**TASK DIRECTIONS:** Rewrite the listing starting at the line containing "For every instance of the dark" and ending at its last line, keeping every request and multiplying each coordinate in the answers by 1.65, rounded to whole numbers with halves rounded up. Give only those lines.

**RECORDS SUPPLIED:**
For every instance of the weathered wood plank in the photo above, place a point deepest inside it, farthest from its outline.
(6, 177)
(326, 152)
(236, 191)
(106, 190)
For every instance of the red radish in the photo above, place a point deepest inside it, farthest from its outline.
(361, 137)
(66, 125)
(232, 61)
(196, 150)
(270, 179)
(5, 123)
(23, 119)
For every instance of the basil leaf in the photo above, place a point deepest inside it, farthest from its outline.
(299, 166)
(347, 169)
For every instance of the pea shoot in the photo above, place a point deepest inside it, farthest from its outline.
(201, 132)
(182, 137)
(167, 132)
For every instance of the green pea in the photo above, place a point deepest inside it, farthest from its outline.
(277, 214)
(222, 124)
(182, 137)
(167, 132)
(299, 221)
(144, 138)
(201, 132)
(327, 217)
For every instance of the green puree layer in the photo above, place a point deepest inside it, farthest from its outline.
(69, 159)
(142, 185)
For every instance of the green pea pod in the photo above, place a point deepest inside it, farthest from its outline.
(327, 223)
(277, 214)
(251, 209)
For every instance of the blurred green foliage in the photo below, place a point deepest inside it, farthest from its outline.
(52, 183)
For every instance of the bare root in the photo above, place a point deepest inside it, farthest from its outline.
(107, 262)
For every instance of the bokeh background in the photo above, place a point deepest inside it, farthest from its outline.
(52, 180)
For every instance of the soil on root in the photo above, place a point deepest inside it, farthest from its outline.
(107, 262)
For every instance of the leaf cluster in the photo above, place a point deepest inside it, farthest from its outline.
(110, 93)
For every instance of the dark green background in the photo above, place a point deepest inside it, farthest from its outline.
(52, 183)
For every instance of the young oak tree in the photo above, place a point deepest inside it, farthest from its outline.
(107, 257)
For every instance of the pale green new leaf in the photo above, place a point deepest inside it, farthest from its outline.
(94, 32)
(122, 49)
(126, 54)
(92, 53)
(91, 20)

**WRITTEN SOLUTION:**
For every instance of the dark green background in the photo above, place a point deepest inside it, farthest from its outline.
(86, 302)
For every instance of the young oak tree in the photo above, place a point deepest inside it, farthest from its outline.
(177, 424)
For every instance of the pale green new leaf in the photo above, place a point deepest inside it, farthest from its outline.
(155, 53)
(201, 81)
(208, 89)
(152, 87)
(150, 33)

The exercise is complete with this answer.